◆ **What to do**: Give the lines again, starting at the one that contains "In the picture shown below, does any gray" and stopping after the one that contains "[295,117,303,126]". Replace "bounding box" with "bounding rectangle" and leave everything else unchanged.

◆ **Available data**:
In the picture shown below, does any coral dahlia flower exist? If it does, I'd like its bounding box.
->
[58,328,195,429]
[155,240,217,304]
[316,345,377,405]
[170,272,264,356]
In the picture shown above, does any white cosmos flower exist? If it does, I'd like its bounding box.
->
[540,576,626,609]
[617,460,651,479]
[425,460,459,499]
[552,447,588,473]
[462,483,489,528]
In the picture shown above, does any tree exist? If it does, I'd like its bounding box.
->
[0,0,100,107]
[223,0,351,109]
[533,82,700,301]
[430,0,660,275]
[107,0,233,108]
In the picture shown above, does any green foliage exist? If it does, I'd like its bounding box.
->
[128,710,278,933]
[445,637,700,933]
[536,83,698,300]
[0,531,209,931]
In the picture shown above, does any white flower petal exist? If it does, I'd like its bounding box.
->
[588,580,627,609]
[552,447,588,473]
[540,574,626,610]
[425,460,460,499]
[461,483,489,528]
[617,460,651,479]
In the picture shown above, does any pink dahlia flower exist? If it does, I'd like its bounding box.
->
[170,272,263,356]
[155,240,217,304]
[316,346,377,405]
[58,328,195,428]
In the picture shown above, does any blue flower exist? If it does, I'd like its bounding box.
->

==

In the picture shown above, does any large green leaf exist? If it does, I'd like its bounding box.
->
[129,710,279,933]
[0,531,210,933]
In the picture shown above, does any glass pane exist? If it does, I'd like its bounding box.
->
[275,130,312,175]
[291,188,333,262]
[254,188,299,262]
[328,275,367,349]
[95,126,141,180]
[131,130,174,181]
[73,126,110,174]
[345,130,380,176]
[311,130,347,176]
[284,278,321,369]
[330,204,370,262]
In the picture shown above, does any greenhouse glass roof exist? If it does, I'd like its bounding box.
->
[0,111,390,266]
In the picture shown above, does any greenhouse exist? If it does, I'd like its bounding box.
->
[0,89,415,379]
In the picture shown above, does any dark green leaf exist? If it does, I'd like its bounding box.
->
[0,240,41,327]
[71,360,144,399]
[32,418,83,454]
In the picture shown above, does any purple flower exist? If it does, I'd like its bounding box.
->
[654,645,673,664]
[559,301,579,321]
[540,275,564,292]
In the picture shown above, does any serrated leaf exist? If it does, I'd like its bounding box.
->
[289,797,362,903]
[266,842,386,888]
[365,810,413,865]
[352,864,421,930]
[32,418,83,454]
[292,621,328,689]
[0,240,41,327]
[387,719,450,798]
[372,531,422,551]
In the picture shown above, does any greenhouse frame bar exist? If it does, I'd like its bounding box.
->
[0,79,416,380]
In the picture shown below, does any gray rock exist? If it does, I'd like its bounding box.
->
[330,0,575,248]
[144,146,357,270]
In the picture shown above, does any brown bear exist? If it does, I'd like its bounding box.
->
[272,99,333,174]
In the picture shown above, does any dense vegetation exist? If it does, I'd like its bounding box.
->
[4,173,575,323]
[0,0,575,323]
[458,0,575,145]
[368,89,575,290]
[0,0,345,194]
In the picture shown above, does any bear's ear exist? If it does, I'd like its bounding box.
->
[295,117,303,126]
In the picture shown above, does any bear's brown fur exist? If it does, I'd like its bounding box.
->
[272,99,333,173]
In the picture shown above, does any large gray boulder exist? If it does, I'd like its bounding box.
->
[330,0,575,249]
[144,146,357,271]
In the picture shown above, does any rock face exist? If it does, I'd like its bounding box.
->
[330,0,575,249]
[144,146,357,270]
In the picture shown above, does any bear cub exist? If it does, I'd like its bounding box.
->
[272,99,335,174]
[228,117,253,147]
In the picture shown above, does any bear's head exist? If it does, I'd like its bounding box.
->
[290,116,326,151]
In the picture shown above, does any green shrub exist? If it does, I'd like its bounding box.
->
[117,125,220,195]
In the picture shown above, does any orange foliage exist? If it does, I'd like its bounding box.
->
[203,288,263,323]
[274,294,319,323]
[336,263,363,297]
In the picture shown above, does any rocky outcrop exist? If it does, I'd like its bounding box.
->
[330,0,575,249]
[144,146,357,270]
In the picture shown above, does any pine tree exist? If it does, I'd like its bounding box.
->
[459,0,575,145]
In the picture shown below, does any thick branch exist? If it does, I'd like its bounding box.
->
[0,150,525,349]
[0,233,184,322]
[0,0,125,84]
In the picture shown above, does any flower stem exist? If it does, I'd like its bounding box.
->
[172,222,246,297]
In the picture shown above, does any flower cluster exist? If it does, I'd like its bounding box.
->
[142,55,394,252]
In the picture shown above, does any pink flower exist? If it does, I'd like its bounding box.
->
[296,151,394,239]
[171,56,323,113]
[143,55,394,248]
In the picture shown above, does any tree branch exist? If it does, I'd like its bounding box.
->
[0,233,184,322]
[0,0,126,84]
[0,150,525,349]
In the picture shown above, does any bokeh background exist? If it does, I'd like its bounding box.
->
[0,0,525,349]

---

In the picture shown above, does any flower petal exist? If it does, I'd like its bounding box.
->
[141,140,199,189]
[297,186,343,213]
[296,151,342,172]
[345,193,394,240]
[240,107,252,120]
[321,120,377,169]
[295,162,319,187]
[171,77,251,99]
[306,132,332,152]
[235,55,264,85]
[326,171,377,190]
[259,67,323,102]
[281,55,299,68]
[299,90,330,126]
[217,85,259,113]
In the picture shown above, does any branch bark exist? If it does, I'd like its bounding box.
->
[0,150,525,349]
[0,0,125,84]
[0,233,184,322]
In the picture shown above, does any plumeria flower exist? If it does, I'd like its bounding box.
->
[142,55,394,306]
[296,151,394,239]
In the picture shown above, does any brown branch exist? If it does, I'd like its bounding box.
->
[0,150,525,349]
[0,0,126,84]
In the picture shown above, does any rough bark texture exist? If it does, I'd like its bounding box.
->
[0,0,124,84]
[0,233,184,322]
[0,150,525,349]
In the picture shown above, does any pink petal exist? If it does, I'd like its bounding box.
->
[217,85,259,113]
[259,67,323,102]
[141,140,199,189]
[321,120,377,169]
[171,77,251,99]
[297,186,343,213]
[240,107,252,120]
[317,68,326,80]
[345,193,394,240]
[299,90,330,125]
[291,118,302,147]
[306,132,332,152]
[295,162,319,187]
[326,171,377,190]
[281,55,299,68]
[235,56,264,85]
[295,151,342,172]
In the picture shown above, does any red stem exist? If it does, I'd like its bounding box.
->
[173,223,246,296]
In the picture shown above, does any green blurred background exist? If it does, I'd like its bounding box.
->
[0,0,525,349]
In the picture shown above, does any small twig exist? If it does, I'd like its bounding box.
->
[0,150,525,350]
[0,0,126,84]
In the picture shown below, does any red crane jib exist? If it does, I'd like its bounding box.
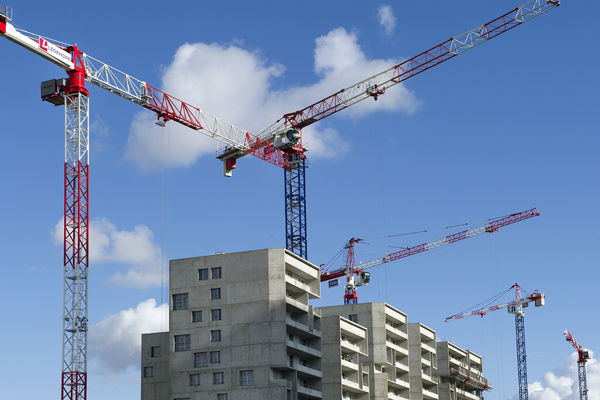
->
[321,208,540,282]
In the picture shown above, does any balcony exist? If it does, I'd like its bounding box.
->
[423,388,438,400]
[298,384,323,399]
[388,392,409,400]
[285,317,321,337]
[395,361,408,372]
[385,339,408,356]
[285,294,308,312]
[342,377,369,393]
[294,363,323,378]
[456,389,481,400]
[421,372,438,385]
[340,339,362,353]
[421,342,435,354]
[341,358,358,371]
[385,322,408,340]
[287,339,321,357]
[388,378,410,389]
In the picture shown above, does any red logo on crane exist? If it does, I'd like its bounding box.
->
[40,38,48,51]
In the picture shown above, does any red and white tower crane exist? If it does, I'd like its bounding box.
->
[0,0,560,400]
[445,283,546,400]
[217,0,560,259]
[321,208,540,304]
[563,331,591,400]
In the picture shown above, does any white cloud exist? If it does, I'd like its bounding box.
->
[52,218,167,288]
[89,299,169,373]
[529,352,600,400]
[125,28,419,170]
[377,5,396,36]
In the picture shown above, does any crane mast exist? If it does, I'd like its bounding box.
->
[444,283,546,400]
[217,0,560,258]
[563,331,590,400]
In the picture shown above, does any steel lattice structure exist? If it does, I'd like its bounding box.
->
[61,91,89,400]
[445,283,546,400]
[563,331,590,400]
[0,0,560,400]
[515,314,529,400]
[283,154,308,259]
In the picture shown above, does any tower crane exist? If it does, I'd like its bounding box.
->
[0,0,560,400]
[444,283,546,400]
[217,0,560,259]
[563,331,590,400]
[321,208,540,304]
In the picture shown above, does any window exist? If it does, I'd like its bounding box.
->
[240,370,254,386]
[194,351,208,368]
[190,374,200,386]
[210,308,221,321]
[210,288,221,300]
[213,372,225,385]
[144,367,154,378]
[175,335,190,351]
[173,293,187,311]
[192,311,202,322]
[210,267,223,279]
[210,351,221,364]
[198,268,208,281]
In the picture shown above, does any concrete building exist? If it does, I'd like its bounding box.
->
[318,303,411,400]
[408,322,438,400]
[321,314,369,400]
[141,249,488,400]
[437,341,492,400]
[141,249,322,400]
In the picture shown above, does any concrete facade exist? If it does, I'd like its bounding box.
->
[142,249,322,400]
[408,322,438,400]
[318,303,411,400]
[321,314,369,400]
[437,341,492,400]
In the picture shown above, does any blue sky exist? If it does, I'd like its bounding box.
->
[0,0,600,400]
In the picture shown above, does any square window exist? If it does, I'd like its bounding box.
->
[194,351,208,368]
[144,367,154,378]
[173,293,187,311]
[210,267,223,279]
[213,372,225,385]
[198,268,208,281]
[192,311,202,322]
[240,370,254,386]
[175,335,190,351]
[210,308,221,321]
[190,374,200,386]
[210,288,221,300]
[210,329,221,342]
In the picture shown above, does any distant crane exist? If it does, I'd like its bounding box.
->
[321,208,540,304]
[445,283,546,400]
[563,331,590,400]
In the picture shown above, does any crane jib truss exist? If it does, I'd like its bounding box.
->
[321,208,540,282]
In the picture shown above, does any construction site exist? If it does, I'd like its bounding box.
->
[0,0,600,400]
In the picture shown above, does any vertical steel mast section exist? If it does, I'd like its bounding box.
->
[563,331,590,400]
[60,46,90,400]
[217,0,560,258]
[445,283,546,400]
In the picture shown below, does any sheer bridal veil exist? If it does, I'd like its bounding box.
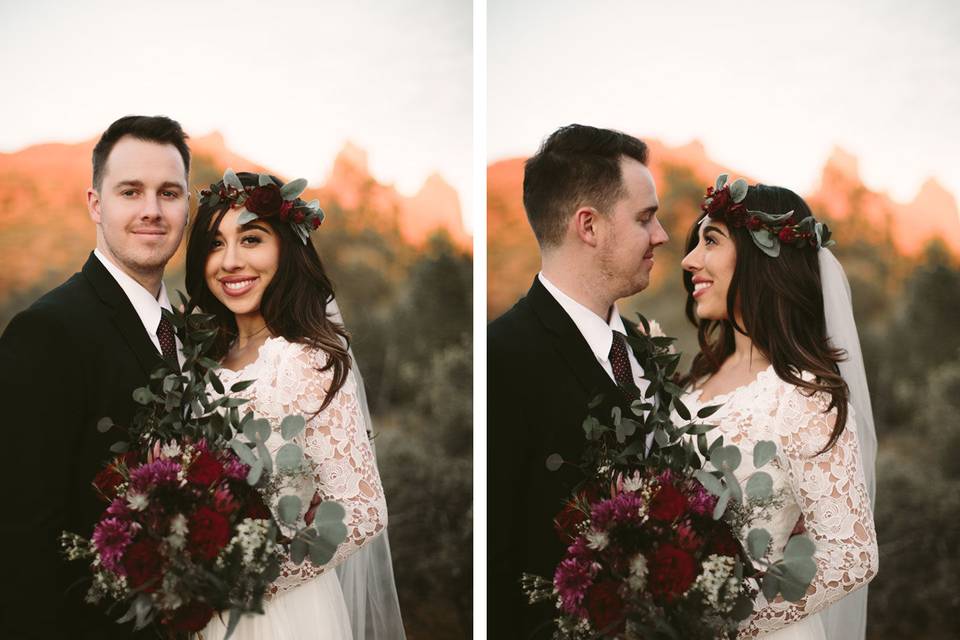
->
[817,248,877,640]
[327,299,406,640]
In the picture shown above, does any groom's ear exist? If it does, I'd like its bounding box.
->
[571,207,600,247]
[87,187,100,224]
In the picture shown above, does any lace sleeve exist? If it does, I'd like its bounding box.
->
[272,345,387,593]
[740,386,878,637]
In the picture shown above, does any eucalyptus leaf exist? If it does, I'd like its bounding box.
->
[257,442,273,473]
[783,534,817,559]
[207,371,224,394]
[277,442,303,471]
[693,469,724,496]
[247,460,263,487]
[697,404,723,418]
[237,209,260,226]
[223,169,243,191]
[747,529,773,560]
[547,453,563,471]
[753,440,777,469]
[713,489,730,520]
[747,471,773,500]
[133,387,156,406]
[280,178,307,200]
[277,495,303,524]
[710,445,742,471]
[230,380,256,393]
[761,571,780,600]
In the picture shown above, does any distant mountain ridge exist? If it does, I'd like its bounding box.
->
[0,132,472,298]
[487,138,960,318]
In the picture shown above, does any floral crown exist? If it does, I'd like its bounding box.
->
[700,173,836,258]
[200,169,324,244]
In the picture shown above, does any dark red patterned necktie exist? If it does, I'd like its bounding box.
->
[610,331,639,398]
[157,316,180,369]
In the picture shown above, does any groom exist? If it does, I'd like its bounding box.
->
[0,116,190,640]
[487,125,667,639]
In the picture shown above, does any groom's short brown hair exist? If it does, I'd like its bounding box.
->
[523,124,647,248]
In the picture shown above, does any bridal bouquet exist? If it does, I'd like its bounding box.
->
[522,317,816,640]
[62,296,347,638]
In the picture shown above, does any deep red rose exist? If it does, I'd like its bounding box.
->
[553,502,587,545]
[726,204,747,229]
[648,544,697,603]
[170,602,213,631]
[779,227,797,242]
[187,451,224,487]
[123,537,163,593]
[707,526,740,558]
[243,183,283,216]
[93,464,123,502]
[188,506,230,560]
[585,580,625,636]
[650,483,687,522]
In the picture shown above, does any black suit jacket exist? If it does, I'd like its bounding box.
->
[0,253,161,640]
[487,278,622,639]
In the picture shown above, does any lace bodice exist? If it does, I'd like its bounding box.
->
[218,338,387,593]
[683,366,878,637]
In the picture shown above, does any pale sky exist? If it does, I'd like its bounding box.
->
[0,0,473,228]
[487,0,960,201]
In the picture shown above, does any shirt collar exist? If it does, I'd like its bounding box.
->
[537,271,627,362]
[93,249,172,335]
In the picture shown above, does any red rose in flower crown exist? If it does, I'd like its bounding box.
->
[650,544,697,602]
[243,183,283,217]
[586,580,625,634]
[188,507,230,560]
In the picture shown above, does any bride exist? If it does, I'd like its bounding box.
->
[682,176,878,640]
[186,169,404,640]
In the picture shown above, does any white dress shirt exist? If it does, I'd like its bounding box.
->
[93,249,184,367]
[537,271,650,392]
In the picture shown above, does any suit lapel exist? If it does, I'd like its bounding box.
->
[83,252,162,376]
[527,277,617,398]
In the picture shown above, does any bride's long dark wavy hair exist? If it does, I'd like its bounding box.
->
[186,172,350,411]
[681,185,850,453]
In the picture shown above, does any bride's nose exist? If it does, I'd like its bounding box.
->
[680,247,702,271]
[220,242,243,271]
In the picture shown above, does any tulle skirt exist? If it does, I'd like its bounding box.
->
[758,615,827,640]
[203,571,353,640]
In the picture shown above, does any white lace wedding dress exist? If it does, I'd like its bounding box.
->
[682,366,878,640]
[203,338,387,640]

◆ **Task result**:
In the picture shown below, does any gray rock exist? If it does, I'd like its bounding rectangle.
->
[330,0,575,248]
[144,146,357,270]
In the picture shown above, does any brown bear exist? If it does, I'd like its bounding rectangle.
->
[272,99,333,174]
In the picture shown above, does any dense vegetation exist? If it does, I'd like its bounding rectangle.
->
[4,173,575,323]
[0,0,575,323]
[458,0,575,145]
[368,89,575,290]
[0,0,345,194]
In the picture shown above, does any bear's ear exist? If it does, I'd like its bounding rectangle.
->
[295,117,303,126]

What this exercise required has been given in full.